• _AUSGANGSTEXT_
Allein der konkrete Nutzen zählt

In der Luftfracht ist der Einsatz von KI um ihrer selbst willen unsinnig. Das Einzige, was zählt, ist vielmehr der konkrete Nutzen. Gefragt sind daher auch nicht generische Sprach-KIs, sondern spezialisierte, datenreiche Systeme mit operativer Relevanz. Grob lassen sich drei Entwicklungsstufen unterscheiden: Allgemeine Sprachmodelle übernehmen zunehmend Aufgaben wie Dokumentenverarbeitung oder Kundenanfragen.

Spezialisierte KI-Anwendungen unterstützen bei operativen Abläufen – etwa bei Interlining, Beladung oder dem Management von Ausnahmen. Den eigentlichen Fortschritt erzielen jedoch Systeme, die mit Airline-spezifischen Daten arbeiten: für dynamische Preisbildung, präzisere Nachfrageprognosen und intelligentes Netzwerkdesign. Was es braucht, sind keine Standardlösungen, sondern Technologien, die Branchenwissen, Datenzugang und Prozessverständnis miteinander verbinden.

Ein Blick in die Praxis zeigt, wo viele Fluggesellschaften stehen: Eine Onlinesuche für die Strecke Heathrow–JFK liefert Preise zwischen 1,20 und 5,40 Pfund/Kilogramm – ein Unterschied um den Faktor 4,5 auf derselben Verbindung. Trotz digitaler Buchungsmöglichkeiten basieren viele Raten noch immer auf statischen Tabellen. Das ist kein Problem der Mitarbeitenden, sondern der eingesetzten Systeme.

Systeme simulieren die Reaktion des Markts

Was Airlines brauchen, sind Werkzeuge, die es Pricing-Teams ermöglichen, auf fundierter Basis zu entscheiden – mit Zugriff auf aktuelle Daten und modelliertem Kundenverhalten. Intelligente Algorithmen zeigen, wie sich die Nachfrage bei verschiedenen Preisniveaus verändert.

• _SCHRIFTLICHE AUFGABE A_
Welche Einsatzbereiche nennt der Ausgangstext für Systeme, die mit Airline-spezifischen Daten arbeiten?
• _SCHRIFTLICHE AUFGABE B_
Wie lautet der Satz „Trotz digitaler Buchungsmöglichkeiten basieren viele Raten noch immer auf statischen Tabellen.“ aus dem Ausgangstext auf Englisch?

Einträge zum Auffinden benannter Dinge
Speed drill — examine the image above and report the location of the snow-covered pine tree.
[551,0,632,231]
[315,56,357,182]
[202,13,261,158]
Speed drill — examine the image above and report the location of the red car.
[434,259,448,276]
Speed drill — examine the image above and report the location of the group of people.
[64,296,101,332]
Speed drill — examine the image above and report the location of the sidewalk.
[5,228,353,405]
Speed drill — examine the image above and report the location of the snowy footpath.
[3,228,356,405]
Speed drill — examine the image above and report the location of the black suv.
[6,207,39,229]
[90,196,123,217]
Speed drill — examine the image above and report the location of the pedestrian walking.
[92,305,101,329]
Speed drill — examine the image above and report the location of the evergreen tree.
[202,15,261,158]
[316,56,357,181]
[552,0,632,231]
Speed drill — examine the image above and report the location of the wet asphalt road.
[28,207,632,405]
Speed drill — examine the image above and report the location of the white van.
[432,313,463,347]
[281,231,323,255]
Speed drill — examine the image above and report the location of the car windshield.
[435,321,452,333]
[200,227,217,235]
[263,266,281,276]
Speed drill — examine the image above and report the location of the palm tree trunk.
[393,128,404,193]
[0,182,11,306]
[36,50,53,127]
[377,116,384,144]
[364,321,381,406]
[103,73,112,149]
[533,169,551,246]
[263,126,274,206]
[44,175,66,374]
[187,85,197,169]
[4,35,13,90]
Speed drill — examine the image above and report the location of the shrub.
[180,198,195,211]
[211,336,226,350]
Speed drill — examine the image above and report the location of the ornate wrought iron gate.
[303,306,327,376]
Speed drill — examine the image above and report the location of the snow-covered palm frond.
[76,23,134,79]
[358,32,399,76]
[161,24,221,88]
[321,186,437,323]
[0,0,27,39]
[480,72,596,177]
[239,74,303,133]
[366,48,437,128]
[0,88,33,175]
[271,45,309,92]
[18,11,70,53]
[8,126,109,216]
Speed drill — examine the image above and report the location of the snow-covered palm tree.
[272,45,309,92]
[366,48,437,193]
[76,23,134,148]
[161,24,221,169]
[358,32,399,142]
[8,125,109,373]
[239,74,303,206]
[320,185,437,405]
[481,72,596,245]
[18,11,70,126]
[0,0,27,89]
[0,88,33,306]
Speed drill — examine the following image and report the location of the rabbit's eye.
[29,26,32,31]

• _LÖSUNG DER AUFGABE A_
Dynamische Preisbildung, präzisere Nachfrageprognosen und intelligentes Netzwerkdesign.

• _LÖSUNG DER AUFGABE B_
Despite digital booking options, many rates are still based on static tables.